SOURCE EXTRACT:
Gold nanoring core-shell satellites with abundant built-in hotspots and great analyte penetration: An immunoassay platform for the SERS/fluorescence-based detection of carcinoembryonic antigen

Abstract

We designed an ingenious plasmonic core-shell-satellite nanostructure (HPGNPs@mSiO2-AuNR) including a hollow porous gold nanoshell (HPGNP) core, a protective silica shell with mesoporous (mSiO2) interlayer, and a high level of gold nanoring (AuNR) satellite coverage by in situ etching. The HPGNP core modified with 4-mercaptobenzoic acid (4-MBA) possessed relatively strong local-field enhancement. The mSiO2 coating acted as a continuous interior nanogap and protective shell, and the variable external satellites in the morphology had tunable optical responses and designed “hotspot” regions. Specifically, AuNR satellites exhibited superior plasmonic properties, intense core-satellite plasmon coupling with the HPGNP core, and favorable biocompatibility. Meanwhile, the nanoassemblies had larger surface-to-volume ratios for molecular modification and were penetrable for analyte. With their abundant built-in hotspots and less hindrance for analyte penetration into the hollow interior, the labeled nanoassemblies were successfully used in SERS/fluorescence sensing system for carcinoembryonic antigen (CEA) detection. These immunoprobes with high SERS activity could be used in SERS-based immunoassay for CEA detection with a linear response ranging from 1 pg/mL to 1000 pg/mL. CEA detection in the fluorescence sensing system showed that the fluorescence quenching efficiency gradually decreased as the CEA level increased, with a linear response of 0.5–400 pg/mL. This SERS/fluorescence-based immunoassay had the same CEA detection limit of 0.1 pg/mL. The fine-engineered penetrable nanoassemblies with Au ring satellites can provide an insight into the rational and optimal design of multifunctional nanostructures. They can also broaden the field of vision for the design of multifunctional sensing probes in biochemical detection.

EXCERPTED DATA:
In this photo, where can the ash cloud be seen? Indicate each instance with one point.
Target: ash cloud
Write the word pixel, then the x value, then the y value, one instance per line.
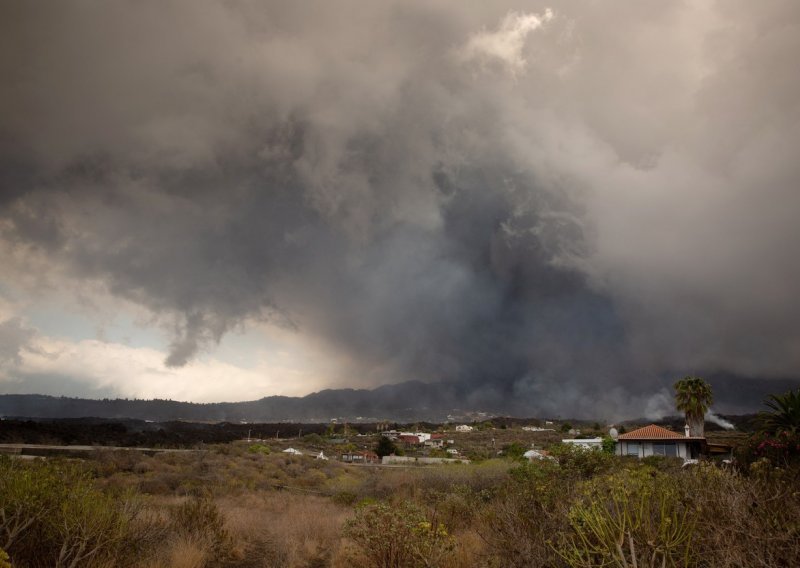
pixel 561 208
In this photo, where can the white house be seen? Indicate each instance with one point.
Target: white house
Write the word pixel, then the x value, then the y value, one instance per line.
pixel 538 455
pixel 591 443
pixel 654 440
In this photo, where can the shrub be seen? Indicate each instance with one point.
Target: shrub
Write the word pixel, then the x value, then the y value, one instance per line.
pixel 581 462
pixel 399 536
pixel 200 519
pixel 633 517
pixel 53 515
pixel 521 519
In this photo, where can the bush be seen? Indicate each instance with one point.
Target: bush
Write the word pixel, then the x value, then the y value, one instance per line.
pixel 581 462
pixel 399 536
pixel 200 519
pixel 52 515
pixel 633 517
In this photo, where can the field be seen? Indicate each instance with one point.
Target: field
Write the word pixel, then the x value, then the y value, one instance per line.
pixel 248 504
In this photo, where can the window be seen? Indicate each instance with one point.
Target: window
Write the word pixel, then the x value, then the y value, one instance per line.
pixel 668 449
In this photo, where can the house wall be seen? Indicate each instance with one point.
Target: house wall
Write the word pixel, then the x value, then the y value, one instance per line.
pixel 646 448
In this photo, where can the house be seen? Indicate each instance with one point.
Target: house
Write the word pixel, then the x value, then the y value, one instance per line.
pixel 435 441
pixel 532 455
pixel 654 440
pixel 365 456
pixel 591 443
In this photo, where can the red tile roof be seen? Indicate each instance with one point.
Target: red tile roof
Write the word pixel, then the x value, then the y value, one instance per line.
pixel 654 432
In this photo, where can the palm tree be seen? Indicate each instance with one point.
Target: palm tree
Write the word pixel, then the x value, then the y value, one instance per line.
pixel 784 413
pixel 693 396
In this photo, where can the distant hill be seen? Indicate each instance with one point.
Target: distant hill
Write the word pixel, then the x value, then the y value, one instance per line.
pixel 410 401
pixel 407 401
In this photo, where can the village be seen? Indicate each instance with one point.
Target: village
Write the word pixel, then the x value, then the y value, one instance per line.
pixel 463 443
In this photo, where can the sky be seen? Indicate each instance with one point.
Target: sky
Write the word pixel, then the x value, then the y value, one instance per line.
pixel 566 203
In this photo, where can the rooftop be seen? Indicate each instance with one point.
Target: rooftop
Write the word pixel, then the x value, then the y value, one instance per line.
pixel 654 432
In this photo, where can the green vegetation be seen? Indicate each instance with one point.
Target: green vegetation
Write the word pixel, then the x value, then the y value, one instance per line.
pixel 242 505
pixel 386 447
pixel 693 397
pixel 783 414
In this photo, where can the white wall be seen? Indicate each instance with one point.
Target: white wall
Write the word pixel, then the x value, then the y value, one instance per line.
pixel 646 448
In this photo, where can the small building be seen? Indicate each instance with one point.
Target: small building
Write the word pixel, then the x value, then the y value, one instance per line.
pixel 533 455
pixel 361 457
pixel 435 441
pixel 591 443
pixel 654 440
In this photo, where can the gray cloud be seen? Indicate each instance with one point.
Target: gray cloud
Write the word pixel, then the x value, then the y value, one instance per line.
pixel 569 231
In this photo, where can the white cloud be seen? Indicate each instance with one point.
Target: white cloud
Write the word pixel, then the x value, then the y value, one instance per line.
pixel 124 371
pixel 506 44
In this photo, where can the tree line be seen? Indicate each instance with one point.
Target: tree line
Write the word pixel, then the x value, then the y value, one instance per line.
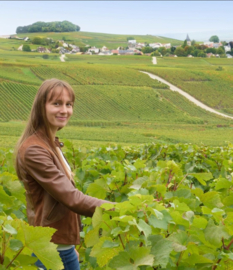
pixel 64 26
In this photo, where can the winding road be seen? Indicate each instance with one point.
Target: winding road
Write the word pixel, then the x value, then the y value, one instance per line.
pixel 183 93
pixel 62 57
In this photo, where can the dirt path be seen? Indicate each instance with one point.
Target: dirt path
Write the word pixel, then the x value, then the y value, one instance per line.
pixel 62 58
pixel 189 97
pixel 154 60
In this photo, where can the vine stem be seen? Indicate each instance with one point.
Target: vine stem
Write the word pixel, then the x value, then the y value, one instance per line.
pixel 181 253
pixel 227 248
pixel 15 257
pixel 121 241
pixel 182 180
pixel 3 248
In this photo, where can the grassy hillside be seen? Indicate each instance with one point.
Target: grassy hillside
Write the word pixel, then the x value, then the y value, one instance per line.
pixel 115 102
pixel 208 80
pixel 111 41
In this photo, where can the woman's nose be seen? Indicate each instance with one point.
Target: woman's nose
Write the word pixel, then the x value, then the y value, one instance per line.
pixel 64 108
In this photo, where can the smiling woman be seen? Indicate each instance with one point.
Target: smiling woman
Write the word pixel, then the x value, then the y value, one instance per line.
pixel 59 108
pixel 52 199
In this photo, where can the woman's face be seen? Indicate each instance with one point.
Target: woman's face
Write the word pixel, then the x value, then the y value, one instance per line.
pixel 59 109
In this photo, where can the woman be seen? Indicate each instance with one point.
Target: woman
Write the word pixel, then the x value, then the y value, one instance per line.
pixel 52 199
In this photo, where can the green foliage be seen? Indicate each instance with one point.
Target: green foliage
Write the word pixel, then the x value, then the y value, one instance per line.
pixel 180 51
pixel 63 26
pixel 214 39
pixel 173 207
pixel 173 210
pixel 130 38
pixel 18 240
pixel 26 48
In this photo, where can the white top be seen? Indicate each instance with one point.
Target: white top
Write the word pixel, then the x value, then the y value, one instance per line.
pixel 59 246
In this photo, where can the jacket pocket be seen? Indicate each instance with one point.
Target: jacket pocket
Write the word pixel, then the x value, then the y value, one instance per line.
pixel 56 213
pixel 52 212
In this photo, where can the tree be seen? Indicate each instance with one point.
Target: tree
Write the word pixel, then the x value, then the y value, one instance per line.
pixel 26 48
pixel 180 51
pixel 155 53
pixel 201 54
pixel 214 39
pixel 184 44
pixel 173 49
pixel 162 50
pixel 193 42
pixel 220 50
pixel 130 38
pixel 37 40
pixel 210 50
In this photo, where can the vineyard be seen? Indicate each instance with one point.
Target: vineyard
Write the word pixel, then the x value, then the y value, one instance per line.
pixel 173 209
pixel 206 83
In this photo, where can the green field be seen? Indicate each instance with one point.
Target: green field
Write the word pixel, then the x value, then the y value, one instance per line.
pixel 115 103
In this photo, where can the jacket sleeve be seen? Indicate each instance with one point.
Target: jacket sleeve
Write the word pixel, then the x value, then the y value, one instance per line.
pixel 40 166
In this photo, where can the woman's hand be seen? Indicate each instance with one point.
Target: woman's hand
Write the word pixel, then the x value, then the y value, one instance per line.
pixel 77 253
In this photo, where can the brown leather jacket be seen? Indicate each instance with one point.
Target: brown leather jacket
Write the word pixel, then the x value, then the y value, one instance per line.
pixel 52 199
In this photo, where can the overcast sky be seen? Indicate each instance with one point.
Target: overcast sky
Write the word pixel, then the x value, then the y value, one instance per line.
pixel 165 18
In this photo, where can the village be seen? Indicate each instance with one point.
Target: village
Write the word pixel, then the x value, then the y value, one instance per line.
pixel 188 49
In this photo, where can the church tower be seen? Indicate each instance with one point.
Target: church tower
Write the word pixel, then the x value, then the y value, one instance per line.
pixel 188 40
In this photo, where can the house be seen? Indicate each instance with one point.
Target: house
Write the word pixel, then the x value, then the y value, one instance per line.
pixel 209 44
pixel 63 50
pixel 155 45
pixel 20 48
pixel 227 48
pixel 94 50
pixel 75 49
pixel 65 45
pixel 132 41
pixel 188 40
pixel 126 52
pixel 88 53
pixel 209 55
pixel 106 53
pixel 167 45
pixel 104 48
pixel 115 51
pixel 41 49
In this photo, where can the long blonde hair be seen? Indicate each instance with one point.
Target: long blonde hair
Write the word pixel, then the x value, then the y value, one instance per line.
pixel 38 120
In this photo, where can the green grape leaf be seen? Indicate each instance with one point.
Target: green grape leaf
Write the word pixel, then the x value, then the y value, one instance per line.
pixel 215 233
pixel 15 244
pixel 110 244
pixel 132 258
pixel 92 237
pixel 96 190
pixel 202 177
pixel 144 227
pixel 37 240
pixel 137 184
pixel 161 249
pixel 194 259
pixel 26 260
pixel 179 240
pixel 222 183
pixel 9 229
pixel 199 222
pixel 211 199
pixel 97 217
pixel 103 254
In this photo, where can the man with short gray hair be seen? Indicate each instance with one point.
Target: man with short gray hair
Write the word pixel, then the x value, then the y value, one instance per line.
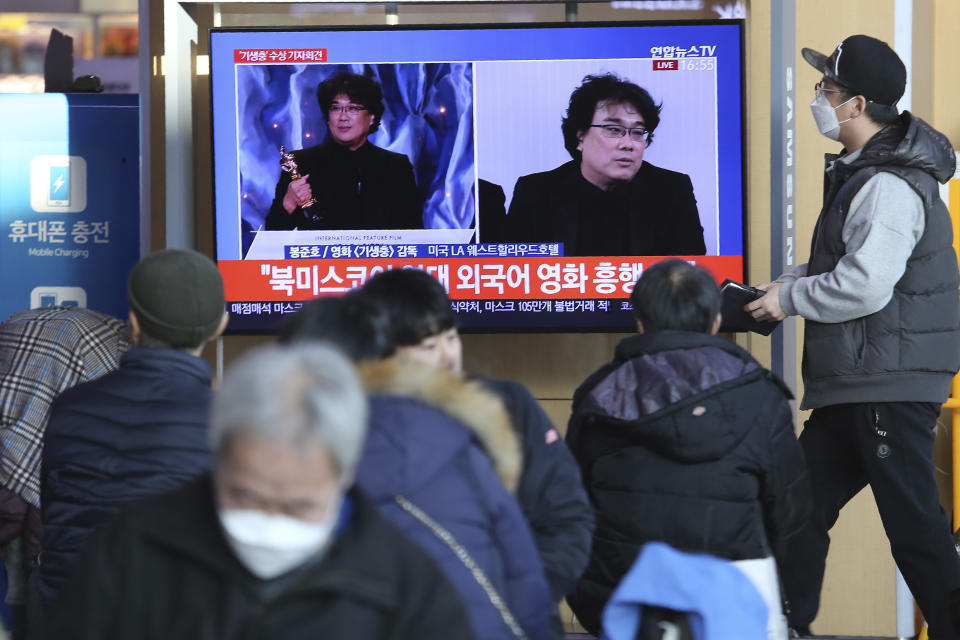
pixel 276 542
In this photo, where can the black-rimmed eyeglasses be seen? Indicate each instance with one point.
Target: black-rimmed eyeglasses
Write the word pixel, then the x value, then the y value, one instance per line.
pixel 351 109
pixel 819 89
pixel 637 134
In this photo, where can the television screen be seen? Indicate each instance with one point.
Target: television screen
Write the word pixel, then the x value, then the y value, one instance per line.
pixel 534 170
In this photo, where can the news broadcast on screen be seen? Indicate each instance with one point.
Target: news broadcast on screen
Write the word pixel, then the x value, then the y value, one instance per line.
pixel 481 155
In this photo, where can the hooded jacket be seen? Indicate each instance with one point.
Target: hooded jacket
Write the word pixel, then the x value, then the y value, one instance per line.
pixel 910 349
pixel 684 439
pixel 445 445
pixel 550 492
pixel 133 433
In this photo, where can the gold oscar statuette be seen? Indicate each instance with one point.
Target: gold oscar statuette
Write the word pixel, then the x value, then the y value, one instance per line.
pixel 289 164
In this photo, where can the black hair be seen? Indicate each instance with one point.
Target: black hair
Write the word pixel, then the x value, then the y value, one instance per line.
pixel 609 88
pixel 359 88
pixel 416 303
pixel 357 325
pixel 675 294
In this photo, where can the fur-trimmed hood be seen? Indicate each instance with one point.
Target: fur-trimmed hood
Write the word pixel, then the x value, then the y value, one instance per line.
pixel 396 385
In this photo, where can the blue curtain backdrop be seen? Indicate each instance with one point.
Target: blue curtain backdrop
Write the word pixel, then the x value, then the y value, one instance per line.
pixel 428 117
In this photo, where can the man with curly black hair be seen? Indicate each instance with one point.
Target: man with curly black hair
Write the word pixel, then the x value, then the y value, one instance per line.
pixel 608 200
pixel 353 183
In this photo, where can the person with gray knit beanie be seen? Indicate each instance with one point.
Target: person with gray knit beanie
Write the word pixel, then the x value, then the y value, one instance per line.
pixel 142 429
pixel 176 299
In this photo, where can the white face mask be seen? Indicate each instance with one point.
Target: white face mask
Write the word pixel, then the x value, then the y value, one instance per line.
pixel 826 116
pixel 270 545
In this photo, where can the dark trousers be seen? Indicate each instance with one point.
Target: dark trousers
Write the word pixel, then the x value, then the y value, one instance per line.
pixel 890 446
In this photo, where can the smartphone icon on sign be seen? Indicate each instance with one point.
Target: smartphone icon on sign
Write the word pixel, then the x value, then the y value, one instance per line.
pixel 59 185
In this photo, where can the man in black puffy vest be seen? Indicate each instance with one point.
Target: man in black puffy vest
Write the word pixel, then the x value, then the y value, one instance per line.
pixel 685 439
pixel 882 334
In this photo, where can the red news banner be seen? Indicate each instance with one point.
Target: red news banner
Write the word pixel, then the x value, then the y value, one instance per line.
pixel 464 278
pixel 259 56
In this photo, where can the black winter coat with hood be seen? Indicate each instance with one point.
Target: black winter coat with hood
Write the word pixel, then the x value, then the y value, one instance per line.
pixel 684 438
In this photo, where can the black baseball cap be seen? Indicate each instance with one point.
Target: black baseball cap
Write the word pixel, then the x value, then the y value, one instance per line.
pixel 866 66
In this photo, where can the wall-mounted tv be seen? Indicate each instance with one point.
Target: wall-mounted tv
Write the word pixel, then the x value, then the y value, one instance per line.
pixel 448 154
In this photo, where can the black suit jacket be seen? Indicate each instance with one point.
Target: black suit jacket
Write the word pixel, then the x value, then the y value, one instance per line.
pixel 370 188
pixel 662 218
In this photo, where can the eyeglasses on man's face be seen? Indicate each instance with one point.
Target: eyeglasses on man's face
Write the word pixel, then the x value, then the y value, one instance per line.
pixel 349 109
pixel 819 89
pixel 637 134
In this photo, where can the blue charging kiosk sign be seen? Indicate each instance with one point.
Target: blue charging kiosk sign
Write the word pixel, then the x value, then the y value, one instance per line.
pixel 69 200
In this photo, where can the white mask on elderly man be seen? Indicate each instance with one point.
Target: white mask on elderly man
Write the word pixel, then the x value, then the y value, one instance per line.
pixel 825 115
pixel 271 545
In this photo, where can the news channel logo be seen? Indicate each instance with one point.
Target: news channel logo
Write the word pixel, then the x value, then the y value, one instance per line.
pixel 58 184
pixel 58 297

PROBLEM STATEMENT: In the nanostructure abstract, what linear response range is reported for CEA detection in the fluorescence sensing system?

COMPLETED TASK: 0.5–400 pg/mL